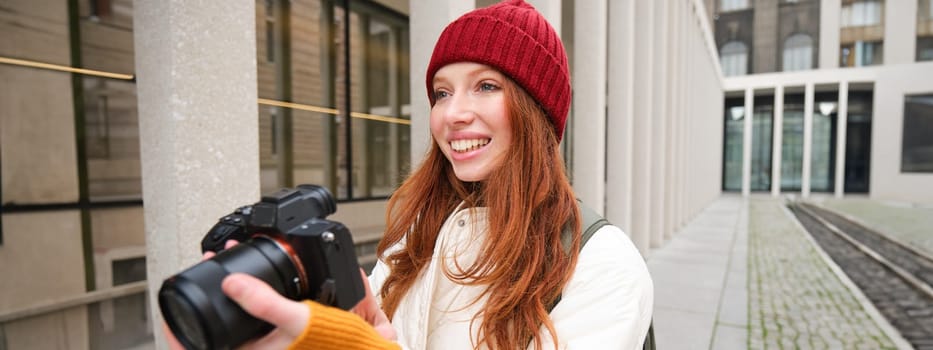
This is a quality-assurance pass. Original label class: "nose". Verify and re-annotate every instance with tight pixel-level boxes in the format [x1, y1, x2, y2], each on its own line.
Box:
[442, 93, 476, 126]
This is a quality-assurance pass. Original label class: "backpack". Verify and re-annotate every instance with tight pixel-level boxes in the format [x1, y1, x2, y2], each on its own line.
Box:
[550, 202, 656, 350]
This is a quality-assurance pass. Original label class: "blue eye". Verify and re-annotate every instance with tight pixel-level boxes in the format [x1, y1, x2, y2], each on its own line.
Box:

☆ ☆ ☆

**What you will do:**
The preceding listing is to be restated word for word, with every picture omitted.

**Result below:**
This is a quality-assurance pass. Original label class: "nose". Verify and re-annotate every instance with tight pixel-level boxes in the format [x1, y1, x2, y2], each on its own line.
Box:
[442, 93, 476, 126]
This is a quality-assurance pass. Original label class: "backpack". Verify and re-annotate every instance with tight pixel-level boxes in the format [x1, y1, x2, y2], each on its own line.
Box:
[550, 202, 656, 350]
This is a quality-assurance pass. Original label class: "blue eye". Verify and re-annotate every instance with tight pixel-level boxes in the format [x1, y1, x2, y2], each on its own line.
Box:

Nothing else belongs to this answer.